List of required configuration parameters for the S3 to Databricks ReadyFlow
When deploying the S3 to Databricks ReadyFlow, you have to provide the following parameters. Use the information you collected in Prerequisites.
Parameter Name | Description |
---|---|
CDP Workload User | Specify the Cloudera machine user or workload user name that you want to use to authenticate to the object stores and to the schema registry. Ensure this user has the appropriate access rights to the object store locations and to the schema registry in Ranger or IDBroker. |
CDP Workload User Password | Specify the password of the Cloudera machine user or workload user you are using to authenticate against the object stores and the schema registry. |
CDPEnvironment | The Cloudera Environment configuration resources. |
Destination S3 Bucket | Specify the name of the destination S3 bucket you want to write
to. The full path will be constructed out of s3a://#{Destination S3
Bucket}/#{Destination S3 Path} |
Destination S3 Path | Specify the path within the destination bucket where you want to
write to. Make sure that the path starts with "/ ". The path must end with
the destination Databricks Table Id. The full path is constructed out of
s3a://#{Destination S3 Bucket}/#{Destination S3 Path} |
Partition Column | Specify the name of the column used to partition your destination Databricks table. This ReadyFlow only supports a single partition column. |
Partition Column Exists | Specify whether the destination Databricks column is partitioned. The default value is YES. |
Schema Name | Specify the schema name to be looked up in the Schema Registry used to parse the source files. |
Schema Name 2 | If your Databricks table is partitioned, specify the name of the modified schema to be looked up in the Schema Registry. This schema should not include the partition column field. |
Schema Registry Hostname | Specify the hostname of the Schema Registry you want to connect to. This must be the direct hostname of the Schema Registry itself, not the Knox Endpoint. |
Source S3 Bucket | Specify the name of the source S3 bucket you want to read from. |
Source S3 Path | Specify the path within the source bucket where you want to read files from. |

_DATASET EXCERPT_.
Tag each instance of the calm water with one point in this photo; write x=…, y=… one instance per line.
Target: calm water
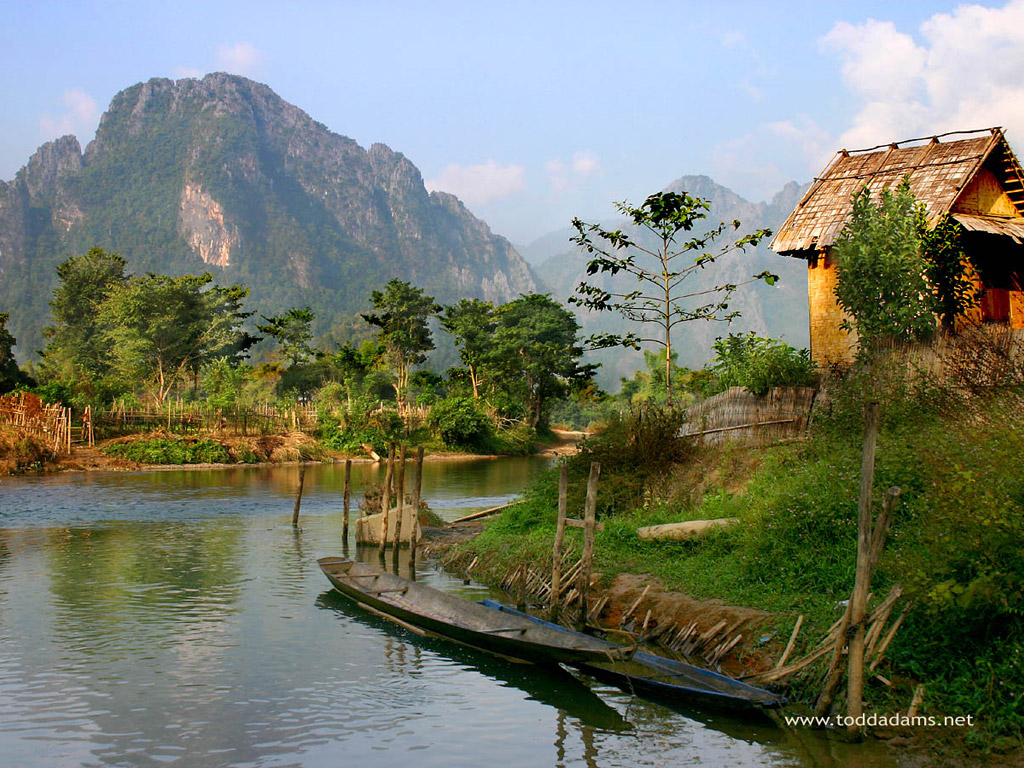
x=175, y=617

_WHAT THE EXERCISE ASKS_.
From the S3 to Databricks ReadyFlow parameter list above, return the passage word for word, starting with "List of required" and ending after "collected in Prerequisites.".

_TASK RESPONSE_.
List of required configuration parameters for the S3 to Databricks ReadyFlow
When deploying the S3 to Databricks ReadyFlow, you have to provide the following parameters. Use the information you collected in Prerequisites.